Women Suffrage Society Organiser

Helga Gill (1885–1928) was a Norwegian-British suffragette. She was an organiser for the National Union of Women's Suffrage Societies and campaigned on behalf of Women's Suffrage across the UK.

== Early life ==
Helga Gill was born in 1885 in Bergen, Norway to parents were Johan Klerk Gill and Karen Marie Ottilia Gill. She was their oldest child and had five siblings. Her mother died when she was a child, and Helga helped raise her brothers and sisters.

== Work at NUWSS ==
Helga Gill initially visited the United Kingdom for a holiday. She made friends with members of the politically prominent Corbett family, Marie and her daughters Cecily and Margery. Gill was speaking at suffrage meetings and was the organiser of the NUWSS by 1909. Sissel Rosland has argued that she was a 'popular and busy campaigner' between 1909 and 1914. Newspaper reports show that she was critical of the militancy of the suffragettes, and frequently referenced her Norwegian origins in her speeches. Norway had given women partial suffrage in 1907, and so Gill's viewpoint of a voting woman was valued. By 1912 she was an Organiser for Oxford, Berks, and Bucks and was sent on a tour of Ireland by the NUWSS to promote women's suffrage.

Activities |
a) In the Helga Gill biography, which areas was Gill the Organiser for by 1912?
b) Continue the Helga Gill biography, starting after its last sentence.

Provided material |
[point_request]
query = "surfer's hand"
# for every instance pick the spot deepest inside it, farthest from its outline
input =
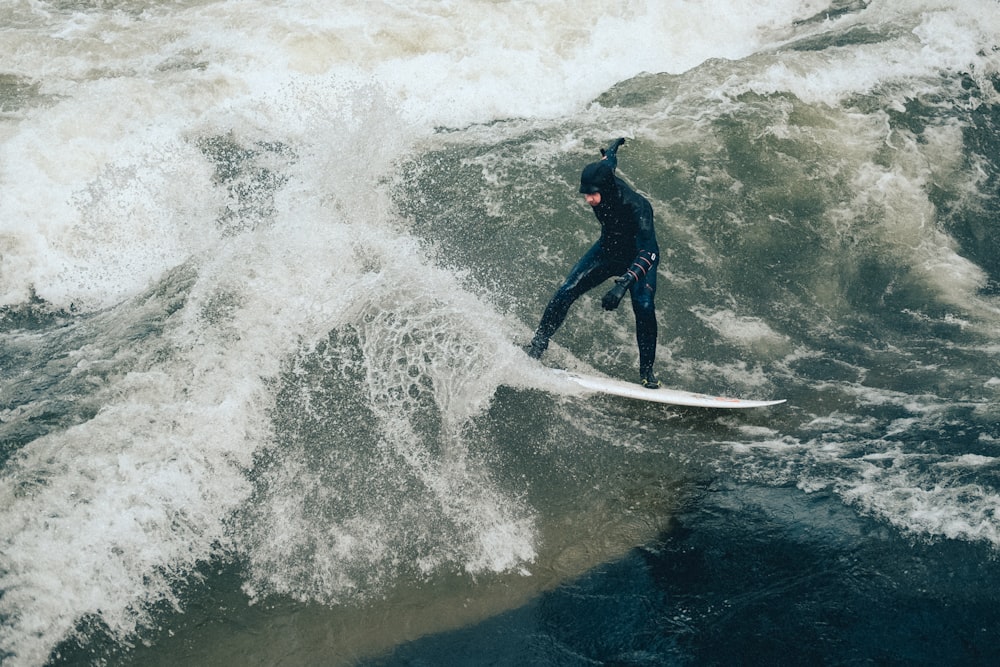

Outputs in order |
a) Oxford, Berks, and Bucks.

b)
== Work in World War I ==
When World War One broke out in 1914, Gill signed up to join the Scottish Women's Hospitals, a wartime project funded by the NUWSS. She was a part of the French Hospital Unit and left for France in December 1914, where she was based at Royaumont Abbey. Gill worked as an ambulance driver, transporting injured soldiers to the hospital. This was a dangerous role that carried the risk of being killed. This work took its toll on her health, and because of this she left France and worked at HM Factory Gretna for the remainder of the war.

== Personal life ==
Helga adopted a war orphan, John Gill. She was the only woman member of the British Legion, Danehill branch and also ran the Boy's Brigade and was a member of the Women's Institute.

== Later life and death ==
Helga Gill's health was permanently affected by her wartime service. She died suddenly as a result of a car crash on 16 November 1928, and was mourned both by the local community, in The Mid Sussex Times, and by suffrage periodical The Common Cause.

== Awards ==
As a result of her wartime work in France, she was awarded the British War Medal, Victory Medal, Croix de Guerre, and the Médaille des Épidémies.